──────── Page extract

Not if you want speed. All of those objects and working out the history takes time. The API is not speedy when it comes to key:value lookup. At that point you're better off with a local object mapping cache. But then now you've created a half arsed file system
Multipart upload allows you to upload a single object as a set of parts. Each part is a contiguous portion of the object's data. You can upload these object parts independently and in any order. If transmission of any part fails, you can retransmit that part without affecting other parts. After all parts of your object are uploaded, Amazon S3 assembles these parts and creates the object. In general, when your object size reaches 100 MB, you should consider using multipart uploads instead of uploading the object in a single operation.
Multipart uploads are not the same as append; an object being multipart-uploaded doesn't exist in the bucket namespace until the upload is finalized, and once that is done it cannot be modified without overwriting.
I mean kinda, but you're still doing a copy on write, its just (from my understanding so I could easily be wrong) you are telling S3 copy the parts of file you don't upload.
If you are spooling through a file and changing a few chars at a time, you'll be generating a boat load of writes (and or reading from the wrong file too. )
This is a really smart comment, and I generally agree with your conclusions (disc: I was early at AWS).
Adding to the thread: EBS was kind of created to make up for EC2's ephemeral storage issue, but in 2024 I'm pretty sure AWS would design S3 + EBS + EC2 in a very different way.

────────────────

## Request A
In the S3 multipart upload thread, rewrite everything from "I mean kinda, but" down to "you don't upload.", changing "copy on write" to "copy-and-replace".
## Request B
Pick up the forum thread on S3 multipart uploads after its final post and carry it on.

──────── Data excerpts

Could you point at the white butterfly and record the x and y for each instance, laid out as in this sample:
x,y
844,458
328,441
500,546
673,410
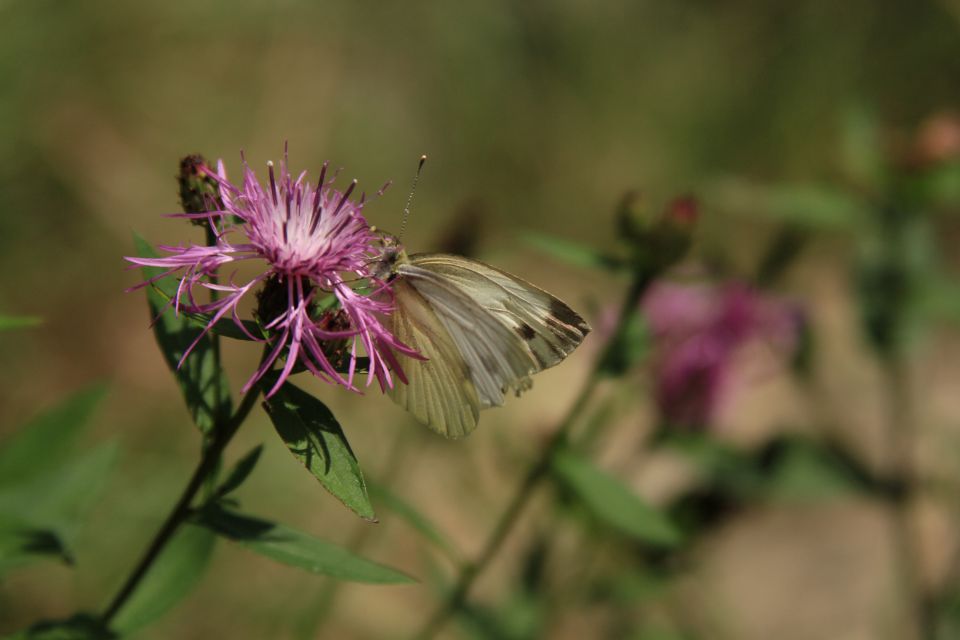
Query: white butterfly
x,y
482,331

────────────────
──────── Data excerpts

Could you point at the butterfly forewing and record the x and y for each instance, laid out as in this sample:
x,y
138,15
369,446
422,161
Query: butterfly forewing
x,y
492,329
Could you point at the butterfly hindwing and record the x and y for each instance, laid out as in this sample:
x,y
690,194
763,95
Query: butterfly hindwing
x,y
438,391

────────────────

## Output A
I mean kinda, but you're still doing a copy-and-replace, its just (from my understanding so I could easily be wrong) you are telling S3 copy the parts of file you don't upload.

## Output B
yes. i don't really understand why they don't call it an ETag
maybe because you're more likely to have the same generation for different paths, because it's not a hash? an ETag also isn't guaranteed to be a hash, though, so idk
Partial updates could be useful for certain kinds of (mostly binary) files, but block storage is going to handle that much better in general than object storage. The concurrency and consistency guarantees are quite different between object and block storage. Making partial updates atomic would be quite difficult in general in S3, though simple preconditions like compare-and-swap (which is sorely needed anyway) might be sufficient to make it possible for certain use cases.
The paradigm can be flipped now for these distributed storage systems.
The blocks of a filesystem can now be objects, replicated or erasure-coded - like Ceph running filesystems on top of its low-level object storage protocol, which is done on raw disks, not a filesystem.
This can't be done for something like Minio just running on your filesystem, but if you're building the storage system from the ground up it can.
We will see more and more of these products appearing.
Vast Data is another interesting one. Global deduplication and compression for your data, with an S3, block, or NFS interface.
Storing differential backups for thousands or millions of VMs?
You'll only store the data from base Ubuntu image once.
I was referring more to the list of hypervisor features not implemented:
>> Because EC2's hypervisor was (when it was launched) lacking features (no hot swap, not shared block storage, no host movements, no online backup/clone, no live recovery, no Highly available host failover ) S3 had to step in to pick up some of the slack that proper block or file storage would have taken.
I don't want any of that nonsense in my compute layer or an application (at scale) that relies on shared block storage or host movements or live recovery.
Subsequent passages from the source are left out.